◆ Text under study
========
Diplomatic efforts to resolve crisis in Congo under way
Diplomatic efforts to resolve the crisis in the Democratic Republic of Congo, where a rebel offensive has forced tens of thousands to flee, were under way Friday as aid agencies warned of a looming humanitarian crisis, reported dpa.
A fragile peace is holding in the east of the country after rebel Tutsi General Laurent Nkunda on Wednesday evening called a ceasefire as his troops were on the verge of taking the major city of Goma.
Fighting had raged for four days, with the Congolese army being driven into full retreat.
UN peacekeepers also joined the battle, pounding Nkunda's National Congress for the Defence of the People (CNDP) with helicopter gunships.
Congolese government troops who retreated to Goma, the capital of North Kivu province, have reportedly been looting and killing civilians.
Many of those who fled are based in and around Goma, and aid agencies such as the Red Cross are warning that a humanitarian catastrophe is in the making unless urgent action is taken.
The European Union on Thursday pledged 4 million euros in emergency aid for the displaced in the region.
Diplomatic efforts to resolve the crisis are in full swing.
The top US envoy for Africa, Jendayi Frazer, arrived in the DR Congo on Thursday for talks with President Joseph Kabila aimed at ending the violence.
========
◆ Extracted material
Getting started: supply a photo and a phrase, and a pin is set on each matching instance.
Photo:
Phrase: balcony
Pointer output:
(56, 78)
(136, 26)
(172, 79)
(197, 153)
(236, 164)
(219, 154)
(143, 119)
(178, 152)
========
◆ Problem 1
Render this sentence from the Congo report in Spanish: "The European Union on Thursday pledged 4 million euros in emergency aid for the displaced in the region."
◆ Problem 2
Return, word for word, the passage of the Congo report from "UN peacekeepers also" up to and including "ending the violence.".
The listing has no role in this work.

◆ Worked solution 1
La Unión Europea prometió el jueves 4 millones de euros en ayuda de emergencia para los desplazados de la región.

◆ Worked solution 2
UN peacekeepers also joined the battle, pounding Nkunda's National Congress for the Defence of the People (CNDP) with helicopter gunships.
Congolese government troops who retreated to Goma, the capital of North Kivu province, have reportedly been looting and killing civilians.
Many of those who fled are based in and around Goma, and aid agencies such as the Red Cross are warning that a humanitarian catastrophe is in the making unless urgent action is taken.
The European Union on Thursday pledged 4 million euros in emergency aid for the displaced in the region.
Diplomatic efforts to resolve the crisis are in full swing.
The top US envoy for Africa, Jendayi Frazer, arrived in the DR Congo on Thursday for talks with President Joseph Kabila aimed at ending the violence.